— Exercise objective —
Give the number of lines in the data that contain the word "cell"; no other text is needed.

___ Data extract

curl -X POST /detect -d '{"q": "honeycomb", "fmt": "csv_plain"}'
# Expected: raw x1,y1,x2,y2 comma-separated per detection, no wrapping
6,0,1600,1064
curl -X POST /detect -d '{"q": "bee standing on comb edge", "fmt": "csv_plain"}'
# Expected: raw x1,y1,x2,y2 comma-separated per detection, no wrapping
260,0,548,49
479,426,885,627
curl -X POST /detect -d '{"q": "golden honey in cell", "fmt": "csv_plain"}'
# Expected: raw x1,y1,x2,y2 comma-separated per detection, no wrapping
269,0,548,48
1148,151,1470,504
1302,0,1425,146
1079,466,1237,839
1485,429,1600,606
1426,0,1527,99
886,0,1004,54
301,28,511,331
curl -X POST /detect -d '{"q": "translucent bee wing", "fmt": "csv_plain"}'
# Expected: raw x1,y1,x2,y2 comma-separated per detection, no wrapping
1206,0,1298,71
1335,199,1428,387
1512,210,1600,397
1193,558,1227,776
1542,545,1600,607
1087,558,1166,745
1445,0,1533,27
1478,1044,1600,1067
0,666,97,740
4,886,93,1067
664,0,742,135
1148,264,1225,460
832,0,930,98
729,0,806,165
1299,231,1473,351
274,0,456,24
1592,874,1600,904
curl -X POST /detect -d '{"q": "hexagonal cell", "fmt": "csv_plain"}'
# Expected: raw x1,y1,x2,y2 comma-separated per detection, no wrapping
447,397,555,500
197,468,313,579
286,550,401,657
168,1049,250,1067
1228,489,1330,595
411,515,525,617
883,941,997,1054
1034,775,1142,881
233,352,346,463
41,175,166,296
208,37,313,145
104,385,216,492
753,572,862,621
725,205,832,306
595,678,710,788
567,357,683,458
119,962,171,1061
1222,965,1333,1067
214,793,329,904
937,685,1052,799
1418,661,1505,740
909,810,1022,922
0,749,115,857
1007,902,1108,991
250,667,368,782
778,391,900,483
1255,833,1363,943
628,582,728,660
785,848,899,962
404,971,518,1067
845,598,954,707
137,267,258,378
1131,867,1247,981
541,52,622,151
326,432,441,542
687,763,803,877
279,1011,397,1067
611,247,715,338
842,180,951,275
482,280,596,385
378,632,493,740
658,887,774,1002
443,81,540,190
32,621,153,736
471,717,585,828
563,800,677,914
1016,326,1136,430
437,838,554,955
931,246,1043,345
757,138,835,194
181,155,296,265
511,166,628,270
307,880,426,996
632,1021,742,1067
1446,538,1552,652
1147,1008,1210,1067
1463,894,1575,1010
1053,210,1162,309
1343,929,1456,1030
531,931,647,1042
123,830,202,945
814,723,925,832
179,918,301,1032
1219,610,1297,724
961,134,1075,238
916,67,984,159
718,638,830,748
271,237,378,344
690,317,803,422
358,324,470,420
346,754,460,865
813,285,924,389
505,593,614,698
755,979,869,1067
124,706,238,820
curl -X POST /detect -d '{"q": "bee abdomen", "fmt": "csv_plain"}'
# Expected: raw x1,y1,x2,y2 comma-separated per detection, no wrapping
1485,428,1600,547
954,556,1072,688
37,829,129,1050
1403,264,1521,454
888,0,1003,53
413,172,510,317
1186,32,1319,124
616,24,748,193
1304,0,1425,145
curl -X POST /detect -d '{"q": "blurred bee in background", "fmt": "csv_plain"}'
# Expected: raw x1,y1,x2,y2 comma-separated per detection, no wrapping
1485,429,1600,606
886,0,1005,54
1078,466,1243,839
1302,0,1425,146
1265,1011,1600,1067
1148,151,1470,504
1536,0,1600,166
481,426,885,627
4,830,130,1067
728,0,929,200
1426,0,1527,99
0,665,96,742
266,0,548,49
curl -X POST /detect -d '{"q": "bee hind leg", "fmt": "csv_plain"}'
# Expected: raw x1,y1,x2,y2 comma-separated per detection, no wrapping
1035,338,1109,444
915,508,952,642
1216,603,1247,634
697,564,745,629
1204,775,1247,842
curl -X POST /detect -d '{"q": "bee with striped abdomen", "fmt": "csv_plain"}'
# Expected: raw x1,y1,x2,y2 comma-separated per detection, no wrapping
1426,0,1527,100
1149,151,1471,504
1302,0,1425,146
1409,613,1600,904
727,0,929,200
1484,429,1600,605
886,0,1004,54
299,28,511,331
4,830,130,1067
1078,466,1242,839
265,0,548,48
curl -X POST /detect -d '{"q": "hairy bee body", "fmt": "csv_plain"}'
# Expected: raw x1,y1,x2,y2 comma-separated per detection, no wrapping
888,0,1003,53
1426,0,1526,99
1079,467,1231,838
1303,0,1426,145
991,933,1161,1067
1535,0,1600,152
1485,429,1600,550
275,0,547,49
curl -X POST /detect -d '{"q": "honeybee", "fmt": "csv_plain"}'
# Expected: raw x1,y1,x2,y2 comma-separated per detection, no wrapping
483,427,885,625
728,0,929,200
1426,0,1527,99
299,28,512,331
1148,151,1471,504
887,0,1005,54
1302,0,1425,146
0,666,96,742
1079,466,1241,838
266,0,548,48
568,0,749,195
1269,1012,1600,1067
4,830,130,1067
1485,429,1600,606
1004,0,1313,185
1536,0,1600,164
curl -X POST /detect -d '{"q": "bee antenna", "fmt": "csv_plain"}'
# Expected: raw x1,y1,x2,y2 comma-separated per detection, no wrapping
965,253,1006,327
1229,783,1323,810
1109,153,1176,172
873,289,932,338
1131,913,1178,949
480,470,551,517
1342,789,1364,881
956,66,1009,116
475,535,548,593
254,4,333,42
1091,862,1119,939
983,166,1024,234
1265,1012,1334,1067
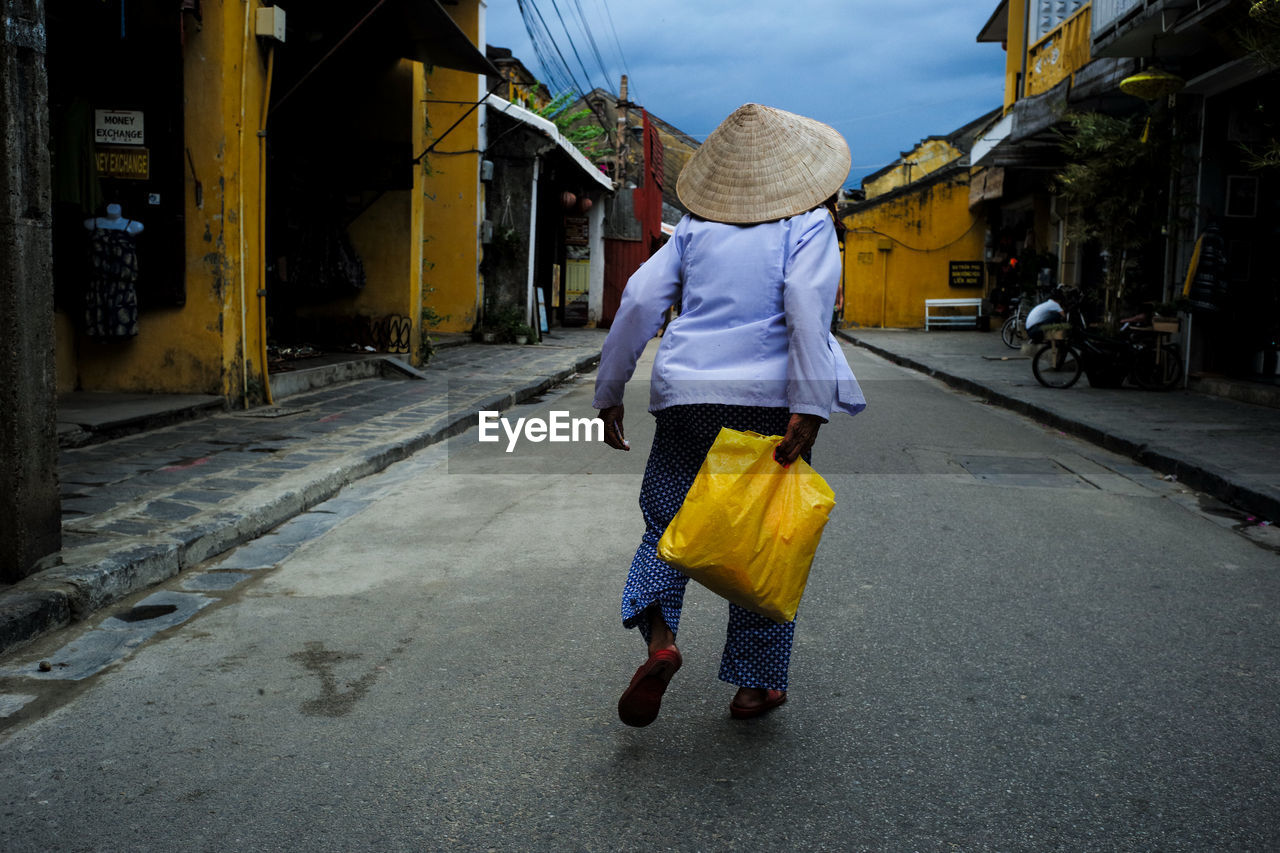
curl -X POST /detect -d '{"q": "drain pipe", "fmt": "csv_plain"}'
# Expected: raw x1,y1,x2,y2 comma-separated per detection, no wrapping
525,157,540,330
238,2,251,408
257,43,276,406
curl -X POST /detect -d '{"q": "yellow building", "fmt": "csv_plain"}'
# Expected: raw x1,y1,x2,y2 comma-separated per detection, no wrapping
971,1,1122,292
45,0,496,407
862,136,971,200
976,0,1280,384
841,111,999,329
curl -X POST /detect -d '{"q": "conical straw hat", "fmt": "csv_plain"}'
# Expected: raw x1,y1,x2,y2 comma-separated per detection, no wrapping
677,104,850,224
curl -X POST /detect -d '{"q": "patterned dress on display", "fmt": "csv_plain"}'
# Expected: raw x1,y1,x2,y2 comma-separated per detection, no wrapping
85,225,140,338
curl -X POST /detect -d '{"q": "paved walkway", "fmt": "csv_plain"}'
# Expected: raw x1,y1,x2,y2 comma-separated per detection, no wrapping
0,330,607,654
840,327,1280,525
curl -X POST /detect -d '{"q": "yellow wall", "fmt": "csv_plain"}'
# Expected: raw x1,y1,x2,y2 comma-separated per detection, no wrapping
421,1,483,334
1004,0,1029,112
300,190,414,345
863,138,965,200
842,175,988,329
297,60,420,359
57,0,268,402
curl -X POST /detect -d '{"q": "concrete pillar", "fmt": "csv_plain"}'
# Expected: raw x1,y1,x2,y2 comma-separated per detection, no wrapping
0,0,61,582
586,193,605,327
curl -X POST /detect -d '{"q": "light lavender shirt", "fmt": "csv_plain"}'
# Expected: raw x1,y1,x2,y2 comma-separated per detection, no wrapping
592,209,866,419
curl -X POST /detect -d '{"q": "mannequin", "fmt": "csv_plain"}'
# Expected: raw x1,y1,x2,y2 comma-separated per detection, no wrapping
84,202,144,235
83,202,141,337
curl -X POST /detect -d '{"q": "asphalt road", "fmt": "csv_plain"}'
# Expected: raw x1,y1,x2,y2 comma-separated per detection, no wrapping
1,341,1277,852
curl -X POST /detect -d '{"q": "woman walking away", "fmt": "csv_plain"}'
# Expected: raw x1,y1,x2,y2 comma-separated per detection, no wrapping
594,103,867,727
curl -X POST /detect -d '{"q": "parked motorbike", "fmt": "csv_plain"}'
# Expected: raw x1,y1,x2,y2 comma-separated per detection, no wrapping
1031,300,1183,390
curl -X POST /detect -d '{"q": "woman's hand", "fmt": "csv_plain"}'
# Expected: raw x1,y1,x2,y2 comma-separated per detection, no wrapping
774,413,823,467
599,404,630,451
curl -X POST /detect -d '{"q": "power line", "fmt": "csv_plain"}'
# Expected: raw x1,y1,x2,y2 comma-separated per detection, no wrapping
518,0,575,94
522,0,590,96
545,0,607,96
571,0,612,90
592,0,634,101
517,0,616,165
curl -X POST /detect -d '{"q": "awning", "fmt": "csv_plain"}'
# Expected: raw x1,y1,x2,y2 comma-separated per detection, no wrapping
271,0,498,115
486,97,614,191
391,0,499,76
977,1,1008,43
970,112,1013,166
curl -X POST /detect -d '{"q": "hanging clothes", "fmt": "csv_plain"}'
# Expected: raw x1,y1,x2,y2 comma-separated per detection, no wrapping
85,225,140,338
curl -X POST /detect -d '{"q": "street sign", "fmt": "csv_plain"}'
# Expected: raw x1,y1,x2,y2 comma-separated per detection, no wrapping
94,110,145,146
949,260,984,288
95,146,151,180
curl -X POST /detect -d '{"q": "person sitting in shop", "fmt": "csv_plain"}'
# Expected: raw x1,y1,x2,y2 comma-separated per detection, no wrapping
1025,288,1066,344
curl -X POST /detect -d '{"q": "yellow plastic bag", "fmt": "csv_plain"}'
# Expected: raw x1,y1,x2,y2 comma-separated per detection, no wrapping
656,427,836,623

______

— Your response —
2